• **What needs to be done**:
Whenever a line of the material contains the string "orange", it should be copied.
□ □ □
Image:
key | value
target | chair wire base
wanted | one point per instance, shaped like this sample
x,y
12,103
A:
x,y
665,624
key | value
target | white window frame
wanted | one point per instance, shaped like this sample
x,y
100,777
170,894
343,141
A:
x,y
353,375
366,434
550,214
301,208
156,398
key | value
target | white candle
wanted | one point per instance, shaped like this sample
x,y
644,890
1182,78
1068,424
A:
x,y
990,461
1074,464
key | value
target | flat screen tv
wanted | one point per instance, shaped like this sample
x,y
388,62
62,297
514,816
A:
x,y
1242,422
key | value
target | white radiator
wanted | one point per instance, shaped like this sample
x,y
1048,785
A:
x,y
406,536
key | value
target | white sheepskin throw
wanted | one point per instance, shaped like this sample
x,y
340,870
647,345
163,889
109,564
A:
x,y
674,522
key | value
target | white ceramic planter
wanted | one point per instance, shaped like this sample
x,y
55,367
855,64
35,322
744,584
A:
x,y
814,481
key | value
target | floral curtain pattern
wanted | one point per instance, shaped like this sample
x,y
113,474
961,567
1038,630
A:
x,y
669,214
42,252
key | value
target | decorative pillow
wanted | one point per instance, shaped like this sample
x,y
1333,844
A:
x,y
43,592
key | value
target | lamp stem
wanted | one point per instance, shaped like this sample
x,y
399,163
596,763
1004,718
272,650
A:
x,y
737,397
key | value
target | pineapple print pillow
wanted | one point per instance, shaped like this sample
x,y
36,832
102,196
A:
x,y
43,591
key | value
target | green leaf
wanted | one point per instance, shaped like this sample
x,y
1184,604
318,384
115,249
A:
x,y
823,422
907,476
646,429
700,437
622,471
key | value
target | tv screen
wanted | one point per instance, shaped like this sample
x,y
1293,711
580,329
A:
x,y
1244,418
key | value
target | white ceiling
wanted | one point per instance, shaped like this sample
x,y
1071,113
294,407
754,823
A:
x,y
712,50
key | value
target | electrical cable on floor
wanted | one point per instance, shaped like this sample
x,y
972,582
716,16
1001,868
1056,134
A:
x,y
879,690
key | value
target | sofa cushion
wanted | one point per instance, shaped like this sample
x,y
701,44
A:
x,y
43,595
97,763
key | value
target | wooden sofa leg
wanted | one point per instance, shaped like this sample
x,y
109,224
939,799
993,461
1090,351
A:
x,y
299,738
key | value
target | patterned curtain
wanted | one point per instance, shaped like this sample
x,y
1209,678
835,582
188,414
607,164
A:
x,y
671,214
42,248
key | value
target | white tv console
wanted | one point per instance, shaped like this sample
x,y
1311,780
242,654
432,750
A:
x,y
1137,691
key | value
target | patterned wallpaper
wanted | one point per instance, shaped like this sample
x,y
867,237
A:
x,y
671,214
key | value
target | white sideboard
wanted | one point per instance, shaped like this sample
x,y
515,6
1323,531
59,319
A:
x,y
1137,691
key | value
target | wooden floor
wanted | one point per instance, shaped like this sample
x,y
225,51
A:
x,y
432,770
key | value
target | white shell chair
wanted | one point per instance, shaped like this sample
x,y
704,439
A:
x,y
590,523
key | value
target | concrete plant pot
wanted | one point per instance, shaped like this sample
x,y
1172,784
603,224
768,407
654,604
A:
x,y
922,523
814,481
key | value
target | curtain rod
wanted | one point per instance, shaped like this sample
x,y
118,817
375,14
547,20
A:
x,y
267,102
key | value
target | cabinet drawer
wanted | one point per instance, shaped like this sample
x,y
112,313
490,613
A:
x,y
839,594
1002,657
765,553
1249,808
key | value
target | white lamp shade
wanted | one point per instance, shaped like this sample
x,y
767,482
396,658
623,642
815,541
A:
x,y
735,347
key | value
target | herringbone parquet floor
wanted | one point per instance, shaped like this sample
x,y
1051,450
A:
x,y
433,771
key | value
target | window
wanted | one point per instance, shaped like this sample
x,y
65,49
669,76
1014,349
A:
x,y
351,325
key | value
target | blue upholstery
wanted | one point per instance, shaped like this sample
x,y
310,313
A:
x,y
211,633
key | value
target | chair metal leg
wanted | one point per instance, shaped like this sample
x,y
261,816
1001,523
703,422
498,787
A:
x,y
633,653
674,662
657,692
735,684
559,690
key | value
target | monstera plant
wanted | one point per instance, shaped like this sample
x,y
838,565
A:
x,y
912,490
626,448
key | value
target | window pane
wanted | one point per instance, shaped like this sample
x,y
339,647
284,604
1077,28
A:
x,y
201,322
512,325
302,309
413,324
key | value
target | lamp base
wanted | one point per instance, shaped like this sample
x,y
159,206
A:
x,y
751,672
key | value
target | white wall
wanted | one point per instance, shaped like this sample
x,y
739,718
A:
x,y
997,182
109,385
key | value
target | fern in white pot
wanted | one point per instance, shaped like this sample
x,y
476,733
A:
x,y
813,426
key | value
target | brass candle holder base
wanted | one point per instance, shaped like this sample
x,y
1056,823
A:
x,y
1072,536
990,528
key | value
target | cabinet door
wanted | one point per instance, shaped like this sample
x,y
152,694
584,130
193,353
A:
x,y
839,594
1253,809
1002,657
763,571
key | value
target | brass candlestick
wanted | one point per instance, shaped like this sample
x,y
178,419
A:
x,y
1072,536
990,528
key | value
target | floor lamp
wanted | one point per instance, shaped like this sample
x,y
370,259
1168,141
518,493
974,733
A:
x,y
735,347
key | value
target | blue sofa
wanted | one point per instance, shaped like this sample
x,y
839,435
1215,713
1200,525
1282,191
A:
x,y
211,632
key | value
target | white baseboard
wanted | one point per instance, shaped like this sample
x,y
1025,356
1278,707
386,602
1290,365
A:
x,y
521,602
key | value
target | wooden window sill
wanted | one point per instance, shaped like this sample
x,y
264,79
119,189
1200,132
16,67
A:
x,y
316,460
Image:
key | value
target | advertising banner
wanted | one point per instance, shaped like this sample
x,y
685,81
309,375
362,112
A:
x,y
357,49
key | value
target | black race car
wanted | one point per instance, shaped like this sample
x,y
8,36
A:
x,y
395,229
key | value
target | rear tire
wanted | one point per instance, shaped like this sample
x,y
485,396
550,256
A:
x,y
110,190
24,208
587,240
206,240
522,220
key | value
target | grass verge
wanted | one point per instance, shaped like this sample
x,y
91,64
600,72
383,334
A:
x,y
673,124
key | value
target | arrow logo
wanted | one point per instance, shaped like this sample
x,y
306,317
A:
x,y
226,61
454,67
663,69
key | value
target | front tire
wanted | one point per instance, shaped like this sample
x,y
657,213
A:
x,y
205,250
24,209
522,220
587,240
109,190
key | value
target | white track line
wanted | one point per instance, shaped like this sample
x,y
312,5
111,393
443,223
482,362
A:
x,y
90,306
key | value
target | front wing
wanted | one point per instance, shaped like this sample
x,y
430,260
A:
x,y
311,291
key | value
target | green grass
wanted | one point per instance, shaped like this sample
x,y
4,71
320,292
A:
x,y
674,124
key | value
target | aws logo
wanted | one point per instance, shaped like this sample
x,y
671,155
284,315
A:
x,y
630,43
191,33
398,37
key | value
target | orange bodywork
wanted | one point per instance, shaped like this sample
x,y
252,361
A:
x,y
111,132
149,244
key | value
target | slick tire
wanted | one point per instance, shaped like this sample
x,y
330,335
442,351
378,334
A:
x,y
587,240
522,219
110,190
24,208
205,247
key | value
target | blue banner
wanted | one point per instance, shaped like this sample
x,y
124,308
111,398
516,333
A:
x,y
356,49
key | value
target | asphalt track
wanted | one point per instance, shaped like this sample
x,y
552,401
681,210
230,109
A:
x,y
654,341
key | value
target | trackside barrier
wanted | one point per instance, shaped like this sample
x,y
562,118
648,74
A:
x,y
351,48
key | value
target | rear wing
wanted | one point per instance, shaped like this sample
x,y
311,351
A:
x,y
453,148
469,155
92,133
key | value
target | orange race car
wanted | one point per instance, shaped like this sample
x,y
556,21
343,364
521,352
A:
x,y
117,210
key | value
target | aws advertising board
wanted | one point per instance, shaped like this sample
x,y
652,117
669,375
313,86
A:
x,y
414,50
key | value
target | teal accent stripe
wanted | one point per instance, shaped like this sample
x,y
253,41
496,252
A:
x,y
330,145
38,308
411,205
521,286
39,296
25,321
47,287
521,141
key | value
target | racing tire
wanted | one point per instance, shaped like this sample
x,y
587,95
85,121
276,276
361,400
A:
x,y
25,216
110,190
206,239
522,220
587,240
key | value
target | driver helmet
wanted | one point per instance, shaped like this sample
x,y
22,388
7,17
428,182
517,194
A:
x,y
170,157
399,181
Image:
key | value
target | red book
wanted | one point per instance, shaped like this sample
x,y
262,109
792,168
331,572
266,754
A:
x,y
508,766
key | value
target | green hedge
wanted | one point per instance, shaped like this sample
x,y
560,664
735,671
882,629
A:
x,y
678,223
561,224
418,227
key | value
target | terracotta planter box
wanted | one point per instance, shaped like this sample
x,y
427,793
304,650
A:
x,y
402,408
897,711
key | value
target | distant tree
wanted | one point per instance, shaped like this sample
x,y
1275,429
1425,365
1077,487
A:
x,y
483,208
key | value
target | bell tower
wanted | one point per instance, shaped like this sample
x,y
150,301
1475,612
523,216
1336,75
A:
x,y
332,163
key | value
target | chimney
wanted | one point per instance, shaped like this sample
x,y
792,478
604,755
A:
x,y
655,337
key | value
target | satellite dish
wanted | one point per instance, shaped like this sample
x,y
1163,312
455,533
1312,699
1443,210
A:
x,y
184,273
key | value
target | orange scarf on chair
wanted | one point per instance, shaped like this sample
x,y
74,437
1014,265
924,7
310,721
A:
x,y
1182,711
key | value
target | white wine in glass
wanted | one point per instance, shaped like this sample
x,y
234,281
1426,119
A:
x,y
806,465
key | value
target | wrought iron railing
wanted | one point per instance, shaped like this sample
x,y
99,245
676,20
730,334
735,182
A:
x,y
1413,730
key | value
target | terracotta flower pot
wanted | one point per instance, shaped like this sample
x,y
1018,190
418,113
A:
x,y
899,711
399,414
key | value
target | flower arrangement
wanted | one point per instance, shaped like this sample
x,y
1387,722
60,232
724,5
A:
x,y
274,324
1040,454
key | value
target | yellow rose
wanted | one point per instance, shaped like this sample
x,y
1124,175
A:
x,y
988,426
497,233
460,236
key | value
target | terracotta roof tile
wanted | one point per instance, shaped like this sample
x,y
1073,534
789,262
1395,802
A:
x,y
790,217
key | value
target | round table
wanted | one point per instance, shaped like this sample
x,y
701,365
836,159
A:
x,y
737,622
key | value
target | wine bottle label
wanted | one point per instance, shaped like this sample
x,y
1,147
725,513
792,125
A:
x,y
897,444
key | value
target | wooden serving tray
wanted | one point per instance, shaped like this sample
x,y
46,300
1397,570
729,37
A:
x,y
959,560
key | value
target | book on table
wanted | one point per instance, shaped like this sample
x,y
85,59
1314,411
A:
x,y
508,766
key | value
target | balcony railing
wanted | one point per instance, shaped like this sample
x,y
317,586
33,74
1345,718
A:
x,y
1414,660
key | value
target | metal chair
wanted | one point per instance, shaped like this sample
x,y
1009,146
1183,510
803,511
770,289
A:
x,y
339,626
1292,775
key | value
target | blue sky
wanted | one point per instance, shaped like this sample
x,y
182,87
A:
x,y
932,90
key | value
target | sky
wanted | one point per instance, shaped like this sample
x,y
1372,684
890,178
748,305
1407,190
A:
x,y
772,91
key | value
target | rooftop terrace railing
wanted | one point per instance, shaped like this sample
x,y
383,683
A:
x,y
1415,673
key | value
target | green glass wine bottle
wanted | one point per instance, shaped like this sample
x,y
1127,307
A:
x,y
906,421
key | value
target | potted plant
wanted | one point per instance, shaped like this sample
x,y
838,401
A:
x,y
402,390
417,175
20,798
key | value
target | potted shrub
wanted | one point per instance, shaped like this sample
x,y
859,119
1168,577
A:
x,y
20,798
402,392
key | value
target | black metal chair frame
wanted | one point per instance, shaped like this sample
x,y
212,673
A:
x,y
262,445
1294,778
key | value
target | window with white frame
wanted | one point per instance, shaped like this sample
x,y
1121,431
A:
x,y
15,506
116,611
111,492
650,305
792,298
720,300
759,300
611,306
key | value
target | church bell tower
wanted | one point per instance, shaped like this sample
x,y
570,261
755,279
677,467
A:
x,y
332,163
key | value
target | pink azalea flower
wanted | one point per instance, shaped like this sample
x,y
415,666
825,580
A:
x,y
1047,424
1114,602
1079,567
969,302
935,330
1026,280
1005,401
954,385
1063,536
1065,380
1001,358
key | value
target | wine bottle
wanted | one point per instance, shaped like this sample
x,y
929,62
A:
□ □ □
• **Output below**:
target | orange bodywork
target | orange race car
target | orange scarf on chair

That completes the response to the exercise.